Text block>
******
There’s an interesting and informative medical blog out there called Clinical Cases and Images: Casesblog that I follow in my RSS reader and it recently pointed me to a paper published in the Archives of Internal Medicine in 2006.[1] The authors of the study combined information from surveys of patients and physicians with the coding of transcribed audiotapes of office visits with a variety of physicians – family physicians, cardiologists, and internists, in order to quantify the quality and types of information patients typically receive about newly prescribed medications.
I think most physical therapists assume that patients understand something about each of the medications they take. Or at the very least, that the patients were informed about the medications when the drugs were prescribed. This study questions that assumption.
What would you want your patients to know about their medications? The medication name? Check (duh). The reason the patient should take the drug? Check. How long the patient should use the drug? Yep. The adverse effects of the drug? Check. The number of tablets to be taken and the frequency or timing of taking them? Check, double check (duh again). These are exactly the questions the investigators tracked during 860 office visits of 909 patients. New medicines were prescribed during 185 of these visits and the audiotapes and surveys of the patients and physicians involved in the visits served as the data used in the analysis.
******
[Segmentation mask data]
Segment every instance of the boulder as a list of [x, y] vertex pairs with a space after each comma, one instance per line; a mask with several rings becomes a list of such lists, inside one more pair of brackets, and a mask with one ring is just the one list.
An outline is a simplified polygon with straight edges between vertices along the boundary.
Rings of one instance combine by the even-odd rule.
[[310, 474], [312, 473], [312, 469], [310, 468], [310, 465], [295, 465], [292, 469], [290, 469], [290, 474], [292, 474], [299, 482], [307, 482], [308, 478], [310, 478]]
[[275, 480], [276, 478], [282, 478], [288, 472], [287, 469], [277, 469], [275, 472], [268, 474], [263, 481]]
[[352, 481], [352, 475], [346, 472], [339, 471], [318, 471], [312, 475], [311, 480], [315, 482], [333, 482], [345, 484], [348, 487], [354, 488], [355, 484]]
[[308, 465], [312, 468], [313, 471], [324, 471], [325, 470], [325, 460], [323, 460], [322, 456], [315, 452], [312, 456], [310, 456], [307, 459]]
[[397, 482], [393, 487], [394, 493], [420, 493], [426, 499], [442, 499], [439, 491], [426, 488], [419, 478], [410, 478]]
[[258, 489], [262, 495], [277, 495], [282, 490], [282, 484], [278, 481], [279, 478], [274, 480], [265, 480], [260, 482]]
******
Explore the material>
1/ From the passage on newly prescribed medications, list each item of information about a medication that the investigators tracked during office visits.
2/ Rewrite the passage on newly prescribed medications between "There’s an interesting" and "newly prescribed medications.", inclusive, substituting "doctors" for every occurrence of "physicians".

Responses>
1/
- The medication name
- The reason the patient should take the drug
- How long the patient should use the drug
- The adverse effects of the drug
- The number of tablets to be taken and the frequency or timing of taking them

2/
There’s an interesting and informative medical blog out there called Clinical Cases and Images: Casesblog that I follow in my RSS reader and it recently pointed me to a paper published in the Archives of Internal Medicine in 2006.[1] The authors of the study combined information from surveys of patients and doctors with the coding of transcribed audiotapes of office visits with a variety of doctors – family doctors, cardiologists, and internists, in order to quantify the quality and types of information patients typically receive about newly prescribed medications.